__Required work__
Rewrite the records from the line holding "Trace the outline of every instance of the signpost." through the end, inclusive, swapping "asphalt road" for "paved road" and leaving everything else unchanged.

(Annotation records)

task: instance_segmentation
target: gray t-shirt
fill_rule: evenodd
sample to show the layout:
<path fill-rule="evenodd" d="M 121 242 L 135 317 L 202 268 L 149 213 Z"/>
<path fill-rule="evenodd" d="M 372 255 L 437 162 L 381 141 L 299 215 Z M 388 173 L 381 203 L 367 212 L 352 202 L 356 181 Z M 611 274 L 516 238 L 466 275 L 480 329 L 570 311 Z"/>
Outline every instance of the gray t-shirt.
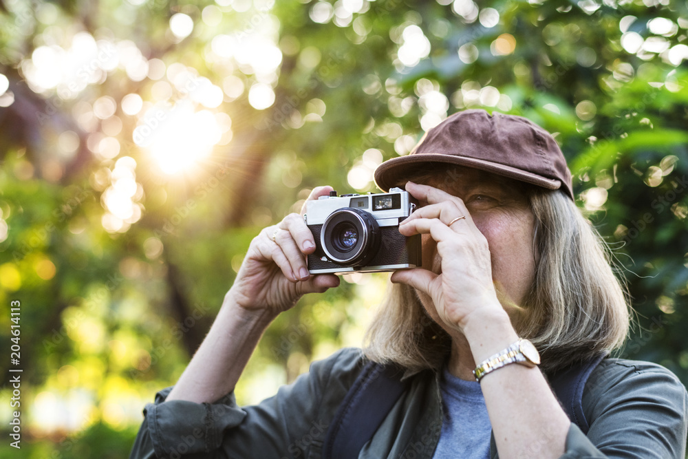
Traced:
<path fill-rule="evenodd" d="M 433 459 L 488 458 L 492 426 L 480 383 L 460 379 L 445 365 L 440 392 L 444 416 Z"/>

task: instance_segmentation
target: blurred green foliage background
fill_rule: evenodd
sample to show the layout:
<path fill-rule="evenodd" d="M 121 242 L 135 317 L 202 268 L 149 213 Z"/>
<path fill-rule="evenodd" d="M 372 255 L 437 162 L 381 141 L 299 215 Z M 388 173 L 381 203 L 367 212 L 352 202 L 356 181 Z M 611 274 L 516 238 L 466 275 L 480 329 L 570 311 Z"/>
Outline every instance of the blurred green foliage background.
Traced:
<path fill-rule="evenodd" d="M 619 355 L 688 383 L 687 36 L 685 1 L 0 0 L 0 456 L 126 457 L 252 237 L 464 108 L 556 133 L 638 313 Z M 359 345 L 387 277 L 278 318 L 239 402 Z"/>

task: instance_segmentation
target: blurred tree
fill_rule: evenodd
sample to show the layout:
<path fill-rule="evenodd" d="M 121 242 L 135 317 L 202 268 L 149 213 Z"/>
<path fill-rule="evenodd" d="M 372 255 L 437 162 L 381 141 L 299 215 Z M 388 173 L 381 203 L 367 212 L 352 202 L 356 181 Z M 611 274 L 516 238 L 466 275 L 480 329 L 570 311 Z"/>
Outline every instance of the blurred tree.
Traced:
<path fill-rule="evenodd" d="M 26 457 L 127 451 L 259 229 L 316 185 L 373 191 L 378 164 L 465 108 L 557 133 L 628 279 L 621 354 L 688 381 L 687 8 L 3 0 L 0 339 L 19 299 Z M 358 343 L 385 279 L 350 276 L 278 318 L 240 399 Z"/>

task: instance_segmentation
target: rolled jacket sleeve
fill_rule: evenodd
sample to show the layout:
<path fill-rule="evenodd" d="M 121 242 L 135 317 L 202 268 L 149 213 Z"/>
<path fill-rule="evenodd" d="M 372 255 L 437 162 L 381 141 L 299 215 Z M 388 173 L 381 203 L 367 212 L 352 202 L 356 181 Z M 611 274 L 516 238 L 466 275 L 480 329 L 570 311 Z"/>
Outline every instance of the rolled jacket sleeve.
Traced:
<path fill-rule="evenodd" d="M 217 449 L 222 444 L 224 430 L 238 425 L 246 416 L 246 412 L 237 406 L 233 392 L 213 403 L 165 401 L 171 390 L 172 387 L 167 387 L 158 392 L 155 403 L 147 405 L 143 412 L 145 420 L 142 428 L 147 430 L 158 458 Z"/>
<path fill-rule="evenodd" d="M 359 361 L 358 351 L 341 350 L 314 362 L 309 373 L 275 396 L 244 407 L 237 406 L 233 393 L 213 403 L 165 401 L 172 389 L 167 387 L 146 405 L 130 458 L 303 457 L 306 450 L 319 452 L 332 407 L 346 394 Z M 330 381 L 333 367 L 338 378 Z"/>

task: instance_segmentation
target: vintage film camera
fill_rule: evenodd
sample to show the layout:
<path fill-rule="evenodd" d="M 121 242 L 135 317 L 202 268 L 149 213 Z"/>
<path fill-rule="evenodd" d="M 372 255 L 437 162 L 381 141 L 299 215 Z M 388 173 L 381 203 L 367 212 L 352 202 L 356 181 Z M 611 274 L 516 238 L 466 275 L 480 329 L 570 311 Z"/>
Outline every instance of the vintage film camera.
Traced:
<path fill-rule="evenodd" d="M 308 255 L 311 274 L 374 273 L 421 264 L 420 235 L 406 237 L 399 223 L 416 209 L 407 192 L 347 194 L 336 191 L 309 201 L 303 220 L 315 238 Z"/>

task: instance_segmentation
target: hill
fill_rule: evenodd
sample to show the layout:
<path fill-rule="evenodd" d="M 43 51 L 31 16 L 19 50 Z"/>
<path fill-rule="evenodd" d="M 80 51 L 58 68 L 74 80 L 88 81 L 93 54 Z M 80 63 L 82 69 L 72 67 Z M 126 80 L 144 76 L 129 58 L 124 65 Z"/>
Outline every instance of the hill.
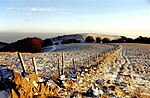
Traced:
<path fill-rule="evenodd" d="M 120 38 L 120 36 L 115 36 L 115 35 L 101 35 L 101 34 L 96 34 L 96 33 L 81 33 L 81 34 L 63 35 L 63 36 L 53 37 L 53 38 L 49 38 L 49 39 L 51 39 L 53 41 L 53 43 L 60 44 L 63 40 L 68 40 L 68 39 L 77 39 L 77 40 L 80 40 L 81 42 L 84 42 L 84 40 L 87 36 L 93 36 L 94 39 L 96 39 L 96 37 L 101 37 L 102 39 L 109 38 L 110 40 Z"/>

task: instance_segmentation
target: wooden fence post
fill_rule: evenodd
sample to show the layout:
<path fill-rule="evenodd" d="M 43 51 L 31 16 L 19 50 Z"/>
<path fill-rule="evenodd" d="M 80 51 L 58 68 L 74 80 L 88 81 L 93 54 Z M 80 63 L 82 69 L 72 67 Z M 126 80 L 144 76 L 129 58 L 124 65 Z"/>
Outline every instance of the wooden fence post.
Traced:
<path fill-rule="evenodd" d="M 60 72 L 59 58 L 57 59 L 57 62 L 58 62 L 58 75 L 59 75 L 59 78 L 60 78 L 61 72 Z"/>
<path fill-rule="evenodd" d="M 73 64 L 74 72 L 76 72 L 76 64 L 75 64 L 75 60 L 74 59 L 72 59 L 72 64 Z"/>
<path fill-rule="evenodd" d="M 19 57 L 19 60 L 20 60 L 21 66 L 22 66 L 23 73 L 26 73 L 26 68 L 25 68 L 24 61 L 22 59 L 21 53 L 19 53 L 19 52 L 18 52 L 18 57 Z"/>
<path fill-rule="evenodd" d="M 61 75 L 64 74 L 64 53 L 62 53 L 62 70 L 61 70 Z"/>
<path fill-rule="evenodd" d="M 88 57 L 88 66 L 91 64 L 91 56 Z"/>
<path fill-rule="evenodd" d="M 33 63 L 33 66 L 34 66 L 34 71 L 35 71 L 35 73 L 38 75 L 35 57 L 32 58 L 32 63 Z"/>
<path fill-rule="evenodd" d="M 81 59 L 81 63 L 82 63 L 81 65 L 84 66 L 84 59 L 83 58 Z"/>

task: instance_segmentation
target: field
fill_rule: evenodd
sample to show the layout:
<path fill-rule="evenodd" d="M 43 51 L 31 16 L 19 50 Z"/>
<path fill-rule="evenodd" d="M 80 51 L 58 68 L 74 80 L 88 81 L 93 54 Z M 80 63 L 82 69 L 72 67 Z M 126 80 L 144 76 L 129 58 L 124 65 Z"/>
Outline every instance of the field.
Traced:
<path fill-rule="evenodd" d="M 45 49 L 48 51 L 50 47 Z M 146 44 L 91 43 L 61 45 L 56 46 L 53 52 L 22 53 L 22 56 L 27 73 L 34 72 L 32 57 L 35 57 L 38 76 L 47 79 L 47 84 L 42 89 L 32 91 L 32 96 L 149 98 L 149 52 L 150 45 Z M 0 60 L 0 64 L 21 73 L 22 67 L 17 53 L 1 53 Z M 28 78 L 31 77 L 32 74 L 29 74 Z M 35 80 L 38 82 L 38 77 Z M 27 84 L 32 84 L 33 81 L 28 81 Z M 54 91 L 42 91 L 48 87 L 52 89 L 53 86 Z M 36 88 L 35 85 L 33 88 Z M 24 89 L 22 92 L 25 92 Z"/>

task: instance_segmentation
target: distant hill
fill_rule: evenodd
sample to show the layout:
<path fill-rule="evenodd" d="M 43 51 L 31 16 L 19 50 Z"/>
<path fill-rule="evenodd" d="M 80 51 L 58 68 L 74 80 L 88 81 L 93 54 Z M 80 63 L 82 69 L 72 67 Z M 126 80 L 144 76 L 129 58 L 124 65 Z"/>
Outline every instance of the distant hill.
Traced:
<path fill-rule="evenodd" d="M 96 33 L 81 33 L 81 34 L 63 35 L 63 36 L 53 37 L 53 38 L 49 38 L 49 39 L 51 39 L 53 41 L 53 43 L 60 44 L 63 40 L 67 40 L 67 39 L 77 39 L 77 40 L 80 40 L 81 42 L 84 42 L 84 40 L 87 36 L 93 36 L 94 39 L 96 39 L 96 37 L 101 37 L 102 39 L 109 38 L 110 40 L 120 38 L 120 36 L 114 36 L 114 35 L 101 35 L 101 34 L 96 34 Z"/>
<path fill-rule="evenodd" d="M 8 45 L 8 43 L 0 42 L 0 48 L 3 48 L 4 46 Z"/>

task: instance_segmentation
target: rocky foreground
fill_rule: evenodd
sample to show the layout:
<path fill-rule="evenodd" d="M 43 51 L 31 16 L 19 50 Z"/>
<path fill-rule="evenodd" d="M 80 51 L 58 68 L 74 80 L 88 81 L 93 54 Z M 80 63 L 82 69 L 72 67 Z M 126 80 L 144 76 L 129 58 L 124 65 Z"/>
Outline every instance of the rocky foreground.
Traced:
<path fill-rule="evenodd" d="M 131 62 L 126 50 L 118 46 L 101 55 L 96 64 L 51 79 L 34 72 L 23 77 L 2 66 L 0 84 L 5 86 L 1 91 L 12 98 L 149 98 L 149 66 Z"/>

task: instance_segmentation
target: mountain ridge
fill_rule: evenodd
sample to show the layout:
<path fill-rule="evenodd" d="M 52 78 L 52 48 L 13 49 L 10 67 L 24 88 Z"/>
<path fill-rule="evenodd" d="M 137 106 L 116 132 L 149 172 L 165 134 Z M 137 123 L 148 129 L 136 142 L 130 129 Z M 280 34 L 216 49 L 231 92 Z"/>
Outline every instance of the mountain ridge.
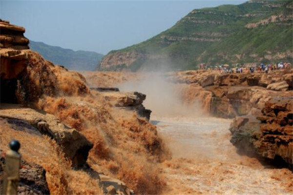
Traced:
<path fill-rule="evenodd" d="M 168 64 L 175 69 L 210 64 L 292 61 L 293 2 L 250 1 L 194 9 L 171 28 L 104 56 L 97 69 L 120 70 Z"/>
<path fill-rule="evenodd" d="M 95 52 L 74 51 L 31 40 L 30 40 L 29 47 L 31 50 L 43 56 L 45 59 L 69 70 L 93 70 L 103 56 Z"/>

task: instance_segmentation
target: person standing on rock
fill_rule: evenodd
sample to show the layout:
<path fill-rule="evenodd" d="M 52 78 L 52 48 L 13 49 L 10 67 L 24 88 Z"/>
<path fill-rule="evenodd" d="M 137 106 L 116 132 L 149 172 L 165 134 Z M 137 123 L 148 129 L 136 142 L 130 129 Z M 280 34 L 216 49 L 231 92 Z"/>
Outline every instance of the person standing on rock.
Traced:
<path fill-rule="evenodd" d="M 13 140 L 9 143 L 9 147 L 10 150 L 6 154 L 3 193 L 1 192 L 1 194 L 16 195 L 20 180 L 21 156 L 18 150 L 21 144 L 18 141 Z"/>

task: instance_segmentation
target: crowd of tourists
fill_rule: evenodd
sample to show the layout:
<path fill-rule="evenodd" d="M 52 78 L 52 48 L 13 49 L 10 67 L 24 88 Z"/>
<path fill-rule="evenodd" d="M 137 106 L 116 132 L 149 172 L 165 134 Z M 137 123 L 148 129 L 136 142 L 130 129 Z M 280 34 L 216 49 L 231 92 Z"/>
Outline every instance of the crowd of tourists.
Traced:
<path fill-rule="evenodd" d="M 292 65 L 288 62 L 280 62 L 278 63 L 270 63 L 265 64 L 260 63 L 259 65 L 250 66 L 235 66 L 236 67 L 231 68 L 228 64 L 221 64 L 219 66 L 211 66 L 207 64 L 201 63 L 198 65 L 199 70 L 207 70 L 219 71 L 220 73 L 268 73 L 270 72 L 276 71 L 278 70 L 287 69 L 292 68 Z"/>

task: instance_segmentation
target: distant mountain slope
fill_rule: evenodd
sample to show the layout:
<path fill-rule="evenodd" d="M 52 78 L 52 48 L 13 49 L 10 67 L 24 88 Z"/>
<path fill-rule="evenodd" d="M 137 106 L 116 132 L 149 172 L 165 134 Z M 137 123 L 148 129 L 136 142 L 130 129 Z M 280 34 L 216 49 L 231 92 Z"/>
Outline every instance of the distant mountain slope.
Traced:
<path fill-rule="evenodd" d="M 173 27 L 144 41 L 110 52 L 102 70 L 136 71 L 167 64 L 292 61 L 293 1 L 250 1 L 195 9 Z"/>
<path fill-rule="evenodd" d="M 93 70 L 103 57 L 94 52 L 74 51 L 69 49 L 30 40 L 30 48 L 39 52 L 45 59 L 69 70 Z"/>

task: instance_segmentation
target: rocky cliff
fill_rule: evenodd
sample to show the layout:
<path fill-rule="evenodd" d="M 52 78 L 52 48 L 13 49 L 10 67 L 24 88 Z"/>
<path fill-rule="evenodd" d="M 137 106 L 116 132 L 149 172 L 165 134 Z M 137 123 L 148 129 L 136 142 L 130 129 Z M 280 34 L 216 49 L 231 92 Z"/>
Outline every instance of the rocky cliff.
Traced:
<path fill-rule="evenodd" d="M 21 35 L 24 32 L 9 26 L 22 29 Z M 2 35 L 3 39 L 15 35 L 10 30 Z M 28 49 L 28 42 L 23 47 L 13 41 L 0 48 L 3 151 L 12 139 L 19 140 L 23 159 L 46 171 L 52 194 L 130 195 L 130 189 L 155 194 L 162 190 L 166 183 L 158 175 L 158 163 L 170 154 L 156 127 L 139 115 L 144 114 L 139 111 L 147 111 L 142 104 L 145 95 L 118 92 L 114 99 L 105 96 L 91 90 L 80 74 Z M 39 192 L 36 183 L 24 183 L 30 186 L 23 191 Z"/>
<path fill-rule="evenodd" d="M 15 49 L 29 49 L 29 41 L 23 36 L 24 28 L 10 24 L 8 21 L 0 19 L 0 47 Z"/>

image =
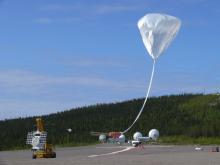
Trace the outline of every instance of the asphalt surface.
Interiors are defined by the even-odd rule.
[[[211,152],[211,146],[130,146],[96,145],[88,147],[57,148],[57,158],[32,159],[25,151],[0,152],[0,165],[220,165],[220,152]]]

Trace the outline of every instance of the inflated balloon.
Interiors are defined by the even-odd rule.
[[[181,22],[178,18],[166,14],[147,14],[138,21],[138,28],[140,30],[142,40],[148,53],[153,58],[154,63],[144,103],[134,122],[122,133],[126,133],[132,128],[144,110],[144,106],[147,102],[151,89],[156,59],[173,41],[180,29],[180,26]]]
[[[180,25],[178,18],[166,14],[147,14],[138,21],[144,45],[154,60],[167,49]]]

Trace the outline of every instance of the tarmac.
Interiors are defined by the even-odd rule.
[[[100,144],[57,148],[57,158],[32,159],[30,150],[0,152],[0,165],[220,165],[212,146]]]

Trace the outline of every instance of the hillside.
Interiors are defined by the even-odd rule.
[[[57,145],[94,143],[90,131],[122,131],[136,117],[143,99],[98,104],[42,116],[49,141]],[[161,136],[220,136],[220,96],[184,94],[150,98],[145,110],[126,135],[144,134],[157,128]],[[28,131],[34,130],[35,117],[0,121],[0,150],[25,148]],[[72,133],[66,131],[72,128]]]

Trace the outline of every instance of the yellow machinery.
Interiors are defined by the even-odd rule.
[[[47,132],[41,118],[36,119],[37,131],[28,132],[26,144],[32,145],[33,159],[36,158],[56,158],[56,153],[52,144],[47,144]]]

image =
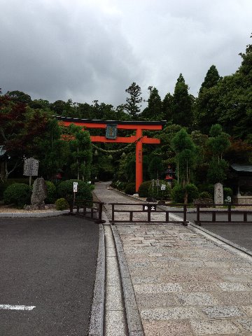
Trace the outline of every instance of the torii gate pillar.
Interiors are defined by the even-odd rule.
[[[136,143],[136,192],[137,192],[143,182],[143,144],[160,144],[160,140],[155,138],[143,136],[143,130],[160,130],[166,121],[116,121],[116,120],[92,120],[89,119],[78,119],[75,118],[55,117],[64,126],[75,124],[86,128],[105,128],[114,125],[116,130],[132,130],[136,131],[135,135],[131,136],[107,137],[91,135],[92,142],[110,143]]]
[[[138,192],[143,182],[143,144],[141,141],[142,130],[136,130],[136,137],[140,138],[136,144],[136,191]]]

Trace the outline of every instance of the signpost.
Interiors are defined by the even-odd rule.
[[[34,158],[29,158],[24,160],[24,174],[25,176],[29,176],[29,184],[31,186],[31,176],[37,176],[38,174],[38,160]]]
[[[74,182],[74,204],[73,206],[74,206],[75,203],[75,194],[76,192],[78,192],[78,182]]]

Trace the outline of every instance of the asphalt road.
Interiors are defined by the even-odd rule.
[[[97,247],[82,218],[0,218],[0,335],[87,335]]]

__Task response__
Trace the outline of every instance of the signpost.
Interiors are defined by the even-odd rule.
[[[34,158],[29,158],[24,160],[24,174],[25,176],[29,176],[29,184],[31,186],[31,176],[37,176],[38,174],[38,160]]]
[[[74,182],[74,204],[73,206],[74,206],[75,203],[75,194],[76,192],[78,192],[78,182]]]

Trace the outline of every instance of the paved road.
Interiors are defined by the even-odd rule.
[[[97,247],[82,218],[0,218],[0,335],[87,335]]]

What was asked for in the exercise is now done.